▶ _Directions_
In the stretch of the listing from its start through the line containing "491L40 498L40 542L38", swap "wooden" for "bamboo" and write those lines out again with nothing else changed. Please leave the pictures out of your answer.

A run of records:
* * *

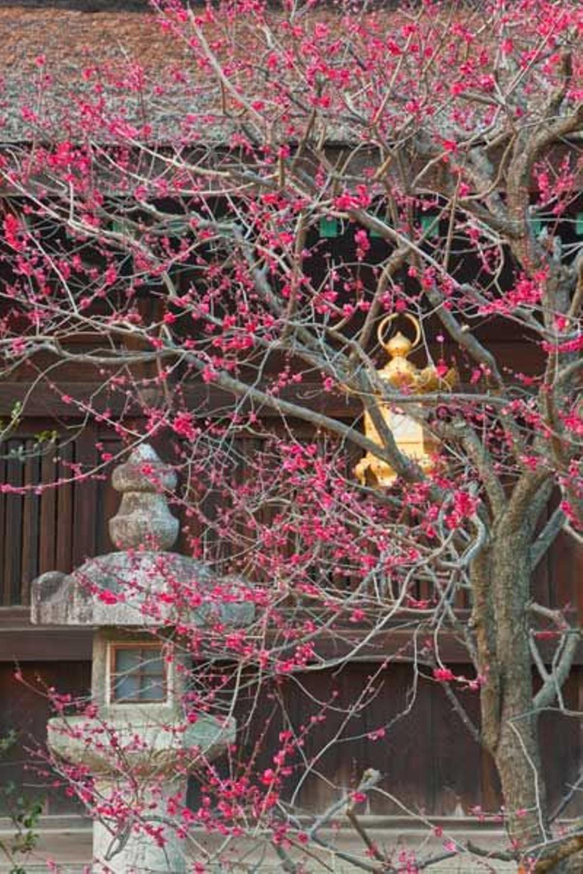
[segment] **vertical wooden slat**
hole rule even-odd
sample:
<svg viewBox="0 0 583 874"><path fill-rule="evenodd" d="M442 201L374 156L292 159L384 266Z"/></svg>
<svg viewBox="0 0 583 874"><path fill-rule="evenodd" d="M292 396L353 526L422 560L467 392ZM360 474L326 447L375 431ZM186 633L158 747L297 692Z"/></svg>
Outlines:
<svg viewBox="0 0 583 874"><path fill-rule="evenodd" d="M43 491L40 498L40 542L38 544L38 572L55 570L57 532L57 491L47 485L57 478L55 457L58 448L43 455L40 472Z"/></svg>
<svg viewBox="0 0 583 874"><path fill-rule="evenodd" d="M96 434L92 426L86 426L75 443L75 463L83 474L89 474L96 466L98 450ZM75 483L73 521L73 564L78 567L86 558L95 555L97 529L97 483L91 477Z"/></svg>
<svg viewBox="0 0 583 874"><path fill-rule="evenodd" d="M59 479L70 480L73 475L73 446L63 442L59 448L58 474ZM66 482L57 489L57 529L55 531L55 569L68 573L73 570L73 482Z"/></svg>
<svg viewBox="0 0 583 874"><path fill-rule="evenodd" d="M3 458L3 452L0 451L0 482L3 485L6 482L6 461ZM3 543L6 543L4 525L6 523L6 496L0 493L0 538ZM3 561L0 559L0 604L5 604L5 593L8 589L8 581L4 572Z"/></svg>
<svg viewBox="0 0 583 874"><path fill-rule="evenodd" d="M40 481L40 457L35 452L32 440L25 443L27 458L24 463L24 485L34 487ZM24 498L22 533L22 584L18 603L28 604L31 582L38 574L38 536L40 531L40 500L29 488Z"/></svg>
<svg viewBox="0 0 583 874"><path fill-rule="evenodd" d="M24 464L17 454L22 441L7 441L9 457L7 479L17 488L23 484ZM22 574L22 523L24 498L22 495L9 494L6 500L6 525L4 539L4 604L17 604L20 599Z"/></svg>

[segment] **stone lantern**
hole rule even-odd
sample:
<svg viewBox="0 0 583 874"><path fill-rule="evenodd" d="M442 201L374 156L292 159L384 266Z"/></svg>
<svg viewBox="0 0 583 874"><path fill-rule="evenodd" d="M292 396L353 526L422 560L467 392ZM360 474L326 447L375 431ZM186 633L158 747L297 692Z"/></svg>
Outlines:
<svg viewBox="0 0 583 874"><path fill-rule="evenodd" d="M455 384L457 374L455 369L450 369L440 377L436 368L433 366L419 370L408 356L416 349L421 340L421 329L419 321L410 313L405 313L413 325L415 336L413 340L400 331L394 334L388 341L385 339L385 329L399 317L399 313L387 316L378 325L377 336L378 342L389 356L389 361L378 371L381 382L403 394L425 394L441 388L449 391ZM423 427L416 419L407 415L399 406L378 402L379 412L392 433L399 449L415 461L424 473L430 473L434 468L434 456L439 447L439 441ZM374 427L368 413L364 413L364 434L369 440L378 446L382 440ZM397 479L397 474L390 464L377 458L371 452L358 461L354 472L359 482L364 485L387 487L392 485Z"/></svg>
<svg viewBox="0 0 583 874"><path fill-rule="evenodd" d="M176 487L176 475L151 447L135 449L114 471L113 484L121 493L109 522L118 551L90 558L71 574L44 573L32 584L33 622L94 629L91 707L51 719L47 743L94 778L104 811L94 822L95 870L180 874L184 836L167 801L184 801L189 769L200 757L215 758L235 736L233 718L200 713L189 721L183 708L189 671L174 640L176 594L204 593L213 578L204 563L169 551L178 520L164 492ZM199 602L190 624L204 626L212 612L231 626L253 620L247 603ZM127 811L122 821L120 810Z"/></svg>

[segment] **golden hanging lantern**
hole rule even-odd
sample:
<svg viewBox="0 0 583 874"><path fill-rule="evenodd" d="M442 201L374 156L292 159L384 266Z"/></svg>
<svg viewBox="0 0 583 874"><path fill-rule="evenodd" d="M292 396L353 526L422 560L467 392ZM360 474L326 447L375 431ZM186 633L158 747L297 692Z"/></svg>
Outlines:
<svg viewBox="0 0 583 874"><path fill-rule="evenodd" d="M386 328L399 313L392 313L378 325L377 336L378 343L389 356L389 360L381 370L378 371L378 378L405 394L425 394L434 392L435 389L449 391L457 379L454 368L448 371L444 377L440 377L435 367L427 366L420 370L407 360L408 356L421 342L421 329L419 320L411 313L404 313L414 328L415 336L410 340L400 331L394 334L389 340L385 339ZM434 456L439 447L437 440L415 419L392 407L382 401L378 402L379 412L386 422L386 427L392 432L398 448L404 455L415 461L421 470L427 474L434 468ZM364 413L364 434L373 443L382 446L383 441L374 427L368 413ZM377 458L372 453L367 452L354 468L355 475L363 484L376 486L390 486L397 479L397 474L386 461Z"/></svg>

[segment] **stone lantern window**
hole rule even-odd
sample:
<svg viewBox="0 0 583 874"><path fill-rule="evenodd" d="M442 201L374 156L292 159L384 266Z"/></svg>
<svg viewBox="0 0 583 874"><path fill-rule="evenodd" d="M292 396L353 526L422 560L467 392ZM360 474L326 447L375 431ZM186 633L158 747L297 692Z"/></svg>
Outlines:
<svg viewBox="0 0 583 874"><path fill-rule="evenodd" d="M168 670L161 643L110 643L108 649L110 704L168 700Z"/></svg>

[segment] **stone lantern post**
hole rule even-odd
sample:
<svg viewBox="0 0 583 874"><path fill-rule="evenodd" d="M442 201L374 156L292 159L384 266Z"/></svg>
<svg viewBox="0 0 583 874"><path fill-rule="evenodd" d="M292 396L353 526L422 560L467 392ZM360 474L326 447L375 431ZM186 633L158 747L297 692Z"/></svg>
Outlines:
<svg viewBox="0 0 583 874"><path fill-rule="evenodd" d="M147 444L113 475L121 493L109 522L118 551L90 558L71 574L45 573L32 584L31 620L94 629L92 706L87 714L48 723L48 746L94 777L103 815L94 822L96 871L113 874L186 871L184 838L167 809L184 801L189 767L219 755L234 739L235 723L207 714L184 718L186 658L173 641L177 593L204 593L208 566L169 551L178 520L164 492L174 472ZM201 600L196 599L199 603ZM202 605L189 623L248 624L246 603ZM184 605L180 607L184 621ZM126 811L120 816L120 811Z"/></svg>

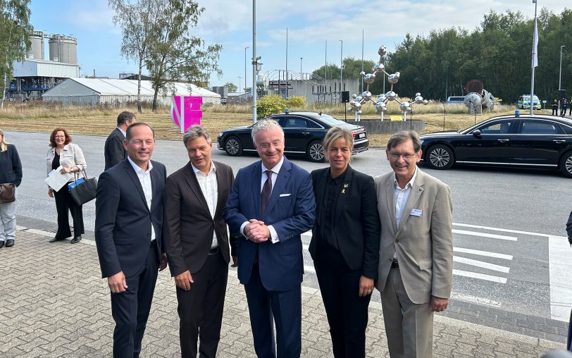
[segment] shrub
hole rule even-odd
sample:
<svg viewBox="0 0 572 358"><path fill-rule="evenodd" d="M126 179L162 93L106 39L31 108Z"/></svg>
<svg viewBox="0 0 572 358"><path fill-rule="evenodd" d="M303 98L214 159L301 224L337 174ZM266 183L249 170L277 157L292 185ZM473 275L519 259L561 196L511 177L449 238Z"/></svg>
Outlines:
<svg viewBox="0 0 572 358"><path fill-rule="evenodd" d="M286 101L278 94L264 96L256 102L256 116L263 118L271 114L282 113L286 108Z"/></svg>
<svg viewBox="0 0 572 358"><path fill-rule="evenodd" d="M294 96L286 101L286 104L289 107L302 107L306 105L306 97L302 96Z"/></svg>

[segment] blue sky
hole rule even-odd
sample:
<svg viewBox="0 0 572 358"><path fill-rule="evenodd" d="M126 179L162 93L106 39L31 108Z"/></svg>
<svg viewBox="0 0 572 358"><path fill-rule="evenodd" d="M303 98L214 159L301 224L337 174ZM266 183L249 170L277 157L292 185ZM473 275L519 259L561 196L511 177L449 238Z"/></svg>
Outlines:
<svg viewBox="0 0 572 358"><path fill-rule="evenodd" d="M554 13L571 7L570 0L538 0L538 11ZM205 8L193 29L208 44L223 45L219 66L223 75L213 75L211 85L227 82L244 87L244 48L247 61L252 56L252 1L199 0ZM73 35L77 39L80 74L117 78L120 73L137 72L133 61L119 54L120 30L113 25L107 0L32 0L31 23L36 30ZM343 56L361 58L361 33L365 32L364 58L377 61L378 48L388 51L406 32L425 35L431 30L461 27L472 30L483 15L494 10L521 11L534 16L532 0L258 0L256 54L262 56L261 73L286 68L286 28L288 28L288 70L309 73L328 63L339 66L340 40ZM531 43L532 43L532 34ZM325 51L325 42L328 49ZM46 49L47 56L47 47ZM540 64L542 65L542 64ZM399 69L389 69L397 71ZM251 85L251 66L247 68L247 85ZM271 77L276 76L270 73ZM241 77L241 79L239 79Z"/></svg>

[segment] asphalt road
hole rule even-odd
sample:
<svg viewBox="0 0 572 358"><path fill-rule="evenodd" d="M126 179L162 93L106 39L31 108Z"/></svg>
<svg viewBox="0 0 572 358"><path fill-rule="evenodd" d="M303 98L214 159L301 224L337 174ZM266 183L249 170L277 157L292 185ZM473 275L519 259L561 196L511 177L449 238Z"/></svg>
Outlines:
<svg viewBox="0 0 572 358"><path fill-rule="evenodd" d="M55 226L55 204L48 197L43 182L49 134L6 132L6 137L15 144L23 166L17 214ZM88 175L98 175L104 168L105 137L75 135L73 138L84 152ZM157 141L153 159L166 165L168 174L188 161L182 142L166 140ZM301 158L289 159L309 171L327 165ZM213 149L213 159L230 165L236 173L241 167L258 160L258 156L229 157ZM351 165L373 176L391 170L383 148L371 148L356 155ZM551 266L549 236L566 235L564 226L572 209L569 200L572 180L557 171L466 166L442 171L430 170L423 164L421 168L451 187L455 247L454 299L550 318L554 305L561 304L556 302L557 297L551 297L551 285L556 283L551 281L550 270L561 266ZM84 206L86 230L93 230L94 209L94 202ZM306 245L309 239L308 235L303 237ZM558 240L561 239L566 240ZM316 287L307 252L304 265L307 273L304 285ZM379 300L379 295L374 300Z"/></svg>

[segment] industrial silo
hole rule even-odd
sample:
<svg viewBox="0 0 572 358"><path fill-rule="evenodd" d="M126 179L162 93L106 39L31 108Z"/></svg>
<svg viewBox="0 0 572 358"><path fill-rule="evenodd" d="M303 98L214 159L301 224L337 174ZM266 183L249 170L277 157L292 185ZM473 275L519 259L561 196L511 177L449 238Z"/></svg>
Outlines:
<svg viewBox="0 0 572 358"><path fill-rule="evenodd" d="M77 40L71 36L50 36L49 59L63 63L77 64Z"/></svg>
<svg viewBox="0 0 572 358"><path fill-rule="evenodd" d="M27 58L34 58L36 60L44 59L44 32L42 31L34 31L30 35L30 50L26 54Z"/></svg>

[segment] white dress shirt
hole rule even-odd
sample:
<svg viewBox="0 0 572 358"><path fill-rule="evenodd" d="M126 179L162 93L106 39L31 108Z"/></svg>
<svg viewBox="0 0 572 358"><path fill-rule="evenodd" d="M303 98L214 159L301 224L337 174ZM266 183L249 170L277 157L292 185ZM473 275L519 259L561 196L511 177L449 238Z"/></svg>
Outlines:
<svg viewBox="0 0 572 358"><path fill-rule="evenodd" d="M268 168L264 166L264 163L262 163L261 166L262 170L262 175L260 180L260 193L262 194L262 189L264 187L264 183L266 183L266 179L268 177L266 175L266 171L272 171L272 190L274 190L274 185L276 183L276 180L278 178L278 173L280 171L280 168L282 168L282 165L284 163L284 156L280 159L280 161L278 162L278 164L274 166L274 168ZM272 192L271 191L271 195L272 195ZM244 226L248 224L248 221L244 221L242 223L242 225L240 226L240 233L246 237L244 235ZM278 233L276 233L276 230L274 229L271 225L268 225L268 231L270 231L270 240L273 244L275 244L278 242L280 240L278 239ZM248 239L248 237L247 237Z"/></svg>
<svg viewBox="0 0 572 358"><path fill-rule="evenodd" d="M147 170L143 170L135 164L131 158L128 156L128 160L131 163L131 166L139 178L139 182L141 183L141 187L143 188L143 194L145 195L145 201L147 203L147 207L149 211L151 210L151 203L153 200L153 187L151 185L151 170L153 169L153 164L151 161L149 161L149 167ZM155 229L153 228L153 223L151 223L151 240L155 240Z"/></svg>
<svg viewBox="0 0 572 358"><path fill-rule="evenodd" d="M397 230L397 228L399 227L399 223L401 223L402 221L403 211L405 209L405 205L407 204L407 199L409 199L409 195L411 193L411 188L413 187L414 182L415 182L416 176L417 176L416 166L415 167L415 173L414 173L411 180L405 185L405 187L402 189L399 187L399 185L397 183L397 177L395 176L395 174L394 174L393 183L395 185L395 223L397 225L395 230ZM393 254L393 259L397 259L397 252Z"/></svg>
<svg viewBox="0 0 572 358"><path fill-rule="evenodd" d="M209 173L205 175L204 173L197 169L192 163L191 163L192 170L197 177L197 181L199 182L199 186L201 187L201 191L203 192L203 196L206 200L206 205L209 206L209 211L211 212L211 217L214 219L214 214L216 211L216 203L218 200L218 185L216 183L216 167L214 163L211 161L211 170ZM213 242L211 244L211 248L214 249L218 247L218 240L216 240L216 233L213 231Z"/></svg>

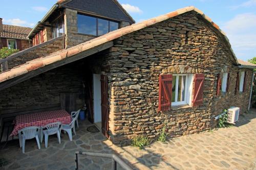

* * *

▶ _Task solution_
[segment] **vertical bamboo slat**
hole rule even-odd
sample:
<svg viewBox="0 0 583 874"><path fill-rule="evenodd" d="M442 201L374 156L292 159L384 266Z"/></svg>
<svg viewBox="0 0 583 874"><path fill-rule="evenodd" d="M292 396L353 526L422 560L467 392ZM360 474L326 447L375 431ZM186 633L158 747L297 692Z"/></svg>
Outlines:
<svg viewBox="0 0 583 874"><path fill-rule="evenodd" d="M43 491L40 498L40 542L38 544L38 572L55 570L57 532L57 491L47 485L57 478L55 457L58 448L43 455L40 472Z"/></svg>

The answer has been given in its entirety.